- INSTRUCTIONS FOR THE TASK -
In the court opinion excerpt, what particular social group does Chan-Poroj claim to belong to?

To establish entitlement to withholding of removal, an applicant must show that there is a "clear probability" that he will be persecuted if forced to return to his country, and that the persecution would be "on account of race, religion, nationality, membership in a particular social group, or political opinion." Umana-Ramos v. Holder, 724 F.3d 667, 674 (6th Cir. 2013); 8 U.S.C. § 1231(b)(3)(A). Importantly, "[t]he 'clear probability' standard asks more of the applicant than the 'reasonable possibility' standard for obtaining asylum." Pablo-Sanchez v. Holder, 600 F.3d 592, 594 (6th Cir. 2010). Thus, in order to qualify for relief, Chan-Poroj must demonstrate that he will "more likely than not" be persecuted in Guatemala "on account of" his "membership in a particular social group." 8 C.F.R. § 1208.16(b). Whether a particular social group is cognizable under the INA is a question of law which we review de novo. Sanchez-Robles, 808 F.3d at 691.

In Bonilla-Morales v. Holder, we held that "[a]n alleged social group must be both particular and socially visible." 607 F.3d 1132, 1137 (6th Cir. 2010). And in Umana-Ramos, we defined "social visibility" as "the social salience of the group in a society, or in other words, whether the set of individuals with the shared characteristic would be perceived as a group by society." 724 F.3d at 672. Here, both the BIA and the IJ (collectively the "agency") found that Chan-Poroj's claimed particular social group-"people that are returning to Guatemala after living many years in the United States"-lacked the requisite social distinction. Specifically, the agency concluded that Guatemalan citizens would not perceive those returning to Guatemala after living many years in the United States as a group set apart from the rest of society. In response, Chan-Poroj argues that members of his proposed social group are socially distinct and "noticeable" due to "their inability to successfully integrate back into Guatemalan society." Pet'r's Br. at 21. But there is simply no evidence in the record to support this explanation.

- RECORDED INFORMATION -
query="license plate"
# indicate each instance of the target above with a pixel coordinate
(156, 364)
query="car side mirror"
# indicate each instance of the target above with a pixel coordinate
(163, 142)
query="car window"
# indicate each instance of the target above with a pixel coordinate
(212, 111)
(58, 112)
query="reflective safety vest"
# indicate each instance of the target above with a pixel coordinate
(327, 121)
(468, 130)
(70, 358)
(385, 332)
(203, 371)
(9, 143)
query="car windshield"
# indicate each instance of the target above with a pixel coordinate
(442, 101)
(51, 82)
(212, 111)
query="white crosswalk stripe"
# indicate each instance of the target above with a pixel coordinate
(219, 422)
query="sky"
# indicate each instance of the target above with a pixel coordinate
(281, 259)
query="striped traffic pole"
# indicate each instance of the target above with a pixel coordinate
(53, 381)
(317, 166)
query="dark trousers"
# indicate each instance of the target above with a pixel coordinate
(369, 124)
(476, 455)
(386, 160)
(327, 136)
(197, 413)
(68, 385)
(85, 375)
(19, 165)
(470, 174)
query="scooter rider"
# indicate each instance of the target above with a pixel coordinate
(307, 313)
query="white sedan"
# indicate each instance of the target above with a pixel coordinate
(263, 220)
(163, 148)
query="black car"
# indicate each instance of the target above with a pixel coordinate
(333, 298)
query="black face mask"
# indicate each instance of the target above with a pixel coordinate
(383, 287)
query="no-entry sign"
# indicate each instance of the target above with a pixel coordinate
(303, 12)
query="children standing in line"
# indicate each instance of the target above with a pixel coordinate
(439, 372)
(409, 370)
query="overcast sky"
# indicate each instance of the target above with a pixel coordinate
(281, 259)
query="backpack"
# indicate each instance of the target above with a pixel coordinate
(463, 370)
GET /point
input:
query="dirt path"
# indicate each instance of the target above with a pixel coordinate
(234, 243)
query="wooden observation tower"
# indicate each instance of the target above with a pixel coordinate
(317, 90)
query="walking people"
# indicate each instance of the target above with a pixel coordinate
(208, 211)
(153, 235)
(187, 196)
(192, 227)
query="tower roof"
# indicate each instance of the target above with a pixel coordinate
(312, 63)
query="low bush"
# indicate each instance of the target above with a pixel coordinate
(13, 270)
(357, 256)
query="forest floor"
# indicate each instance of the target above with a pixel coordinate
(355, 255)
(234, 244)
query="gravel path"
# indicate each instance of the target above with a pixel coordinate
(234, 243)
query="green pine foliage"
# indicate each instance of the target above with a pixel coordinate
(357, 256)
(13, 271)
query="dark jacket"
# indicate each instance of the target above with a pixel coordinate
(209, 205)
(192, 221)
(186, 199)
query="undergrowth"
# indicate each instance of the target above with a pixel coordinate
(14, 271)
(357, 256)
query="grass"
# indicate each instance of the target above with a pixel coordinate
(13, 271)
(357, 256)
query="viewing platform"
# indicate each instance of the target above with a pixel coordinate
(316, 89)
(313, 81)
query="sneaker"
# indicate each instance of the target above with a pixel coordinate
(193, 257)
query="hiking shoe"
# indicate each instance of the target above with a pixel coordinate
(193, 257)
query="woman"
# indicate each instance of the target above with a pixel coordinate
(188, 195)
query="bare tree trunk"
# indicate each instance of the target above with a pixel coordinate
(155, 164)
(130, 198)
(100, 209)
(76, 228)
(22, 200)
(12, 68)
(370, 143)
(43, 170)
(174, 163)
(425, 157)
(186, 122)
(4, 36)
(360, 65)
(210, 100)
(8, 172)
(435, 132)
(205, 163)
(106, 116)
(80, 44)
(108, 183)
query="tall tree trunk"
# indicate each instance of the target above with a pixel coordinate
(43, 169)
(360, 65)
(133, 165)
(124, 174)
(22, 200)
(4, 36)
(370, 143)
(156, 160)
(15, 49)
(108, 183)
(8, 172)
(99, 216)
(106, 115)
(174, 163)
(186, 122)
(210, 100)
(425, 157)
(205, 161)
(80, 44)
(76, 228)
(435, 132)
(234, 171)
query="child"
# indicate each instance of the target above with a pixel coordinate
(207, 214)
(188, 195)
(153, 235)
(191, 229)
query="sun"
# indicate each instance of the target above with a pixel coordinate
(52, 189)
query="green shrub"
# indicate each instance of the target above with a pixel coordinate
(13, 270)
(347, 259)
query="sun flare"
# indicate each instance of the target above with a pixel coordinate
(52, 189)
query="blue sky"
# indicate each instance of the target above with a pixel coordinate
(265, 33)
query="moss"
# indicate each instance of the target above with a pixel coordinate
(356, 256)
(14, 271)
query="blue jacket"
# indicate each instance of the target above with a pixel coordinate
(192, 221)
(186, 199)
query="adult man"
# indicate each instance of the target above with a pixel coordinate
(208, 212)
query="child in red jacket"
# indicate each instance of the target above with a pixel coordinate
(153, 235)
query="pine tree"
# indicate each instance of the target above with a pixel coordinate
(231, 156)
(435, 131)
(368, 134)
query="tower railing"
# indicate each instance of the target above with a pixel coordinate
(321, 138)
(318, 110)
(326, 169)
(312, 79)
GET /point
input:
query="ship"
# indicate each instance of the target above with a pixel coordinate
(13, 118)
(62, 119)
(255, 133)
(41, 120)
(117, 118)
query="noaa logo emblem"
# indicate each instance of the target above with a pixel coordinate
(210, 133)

- ANSWER -
People that are returning to Guatemala after living many years in the United States.